*** Input for this task Section Begins ***

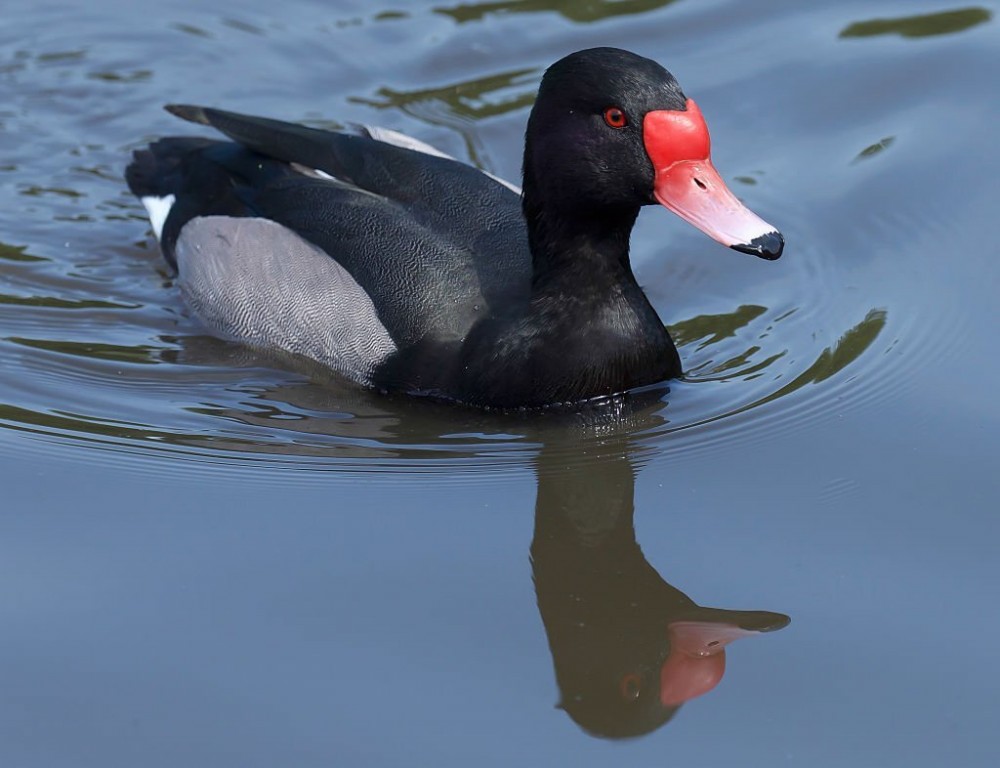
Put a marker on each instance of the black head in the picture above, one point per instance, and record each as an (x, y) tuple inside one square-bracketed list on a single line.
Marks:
[(612, 131), (584, 143)]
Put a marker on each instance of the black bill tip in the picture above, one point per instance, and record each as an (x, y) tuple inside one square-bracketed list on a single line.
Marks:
[(767, 246)]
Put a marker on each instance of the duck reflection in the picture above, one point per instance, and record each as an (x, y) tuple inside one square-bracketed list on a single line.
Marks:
[(628, 648)]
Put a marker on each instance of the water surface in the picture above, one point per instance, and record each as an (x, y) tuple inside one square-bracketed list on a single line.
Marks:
[(213, 556)]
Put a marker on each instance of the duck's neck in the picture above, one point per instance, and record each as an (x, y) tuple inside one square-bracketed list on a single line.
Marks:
[(589, 245)]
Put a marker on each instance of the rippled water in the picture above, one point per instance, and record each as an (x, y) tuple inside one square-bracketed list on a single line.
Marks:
[(214, 556)]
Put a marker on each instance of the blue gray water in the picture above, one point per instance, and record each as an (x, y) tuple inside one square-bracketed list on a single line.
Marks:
[(212, 557)]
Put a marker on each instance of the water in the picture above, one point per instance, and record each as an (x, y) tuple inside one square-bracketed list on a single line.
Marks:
[(216, 557)]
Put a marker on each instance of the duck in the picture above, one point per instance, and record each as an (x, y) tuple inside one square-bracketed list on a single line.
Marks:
[(408, 271)]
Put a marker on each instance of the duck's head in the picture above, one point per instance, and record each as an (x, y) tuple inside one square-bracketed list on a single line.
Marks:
[(613, 131)]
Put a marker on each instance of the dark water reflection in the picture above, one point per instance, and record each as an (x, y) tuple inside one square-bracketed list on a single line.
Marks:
[(924, 25), (628, 648), (584, 11)]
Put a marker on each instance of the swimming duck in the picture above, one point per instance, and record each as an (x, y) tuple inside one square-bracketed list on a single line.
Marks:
[(406, 270)]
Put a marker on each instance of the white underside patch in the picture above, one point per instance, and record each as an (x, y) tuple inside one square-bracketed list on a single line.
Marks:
[(158, 209)]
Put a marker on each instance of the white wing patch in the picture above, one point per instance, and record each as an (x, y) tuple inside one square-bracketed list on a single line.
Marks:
[(158, 209)]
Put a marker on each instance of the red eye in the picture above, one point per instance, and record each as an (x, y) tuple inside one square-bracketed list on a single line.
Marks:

*** Input for this task Section Ends ***

■ Exercise description
Reproduce each line of the records exactly, omitting any picture.

■ Task result
Put a marker on each instance of the black head in the picture above, one point per instance, and record each as an (x, y) tuple inside one square-bracketed list on a single line.
Marks:
[(612, 131), (584, 143)]
Put a marker on each instance of the black bill tip in the picture above, one point per instance, and record each as an (x, y) tuple inside one square-bracketed list on a single line.
Marks:
[(767, 246)]
Put a marker on each instance of the duck reflection in the picture above, one point per instance, and record each as an (x, y) tuple inside one square-bracketed list on a single line.
Marks:
[(628, 648)]
Put a marker on each instance of the water surface in the picture above, one point per instance, and record each as an (x, y) tuple inside one square-bracketed list on a single line.
Marks:
[(213, 556)]
Put a marker on each instance of the duck's neck in the picture above, one point per instance, and record each as an (x, y) tuple inside one square-bracketed list on a single line.
Marks:
[(589, 245)]
Put a marker on each instance of the rippled water in the picture above, one point per instance, and record each as an (x, y) tuple inside one square-bracketed list on a single line.
Marks:
[(214, 556)]
Put a marker on each instance of the blue gray water in the picture above, one point per instance, and record each as an (x, y) tuple inside one square-bracketed list on a single line.
Marks:
[(212, 557)]
Put a marker on each instance of the water in the picture above, one point per instance, and record each as an (x, y) tuple inside one square-bracketed list on a single line.
Marks:
[(216, 557)]
Put a marker on each instance of the duck in the picture above, one point per instance, and record each as an (x, y) tuple inside one square-bracketed list on a single line.
Marks:
[(408, 271)]
Put a marker on each instance of the duck's head in the picture above, one point per instance, and record each as an (x, y) tuple inside one square-bracketed list on a single line.
Marks:
[(613, 131)]
Put a marker on each instance of the dark water reflection in the picture above, one point per instance, and record each as an (x, y) tuple inside one square-bracketed list on a single line.
Marks:
[(924, 25), (628, 648), (584, 11)]
Put a marker on each instance of the swimming duck in the picture above, one point per instance, and record each as an (x, y) tuple inside one square-bracketed list on a single line.
Marks:
[(406, 270)]
Put a marker on each instance of the white underside patch in the picture above, one point per instance, and record each as an (x, y) tuple inside one square-bracketed list on a single line.
Marks:
[(158, 209)]
Put a marker on each instance of the white wing patch in the picture above, one point per instance, and record each as an (x, y) tuple inside one square-bracketed list on a single line.
Marks:
[(158, 209)]
Put a marker on each instance of the red eye in the picture above, one point per instance, and record each as an (x, y) tuple inside one square-bracketed list on a single line.
Marks:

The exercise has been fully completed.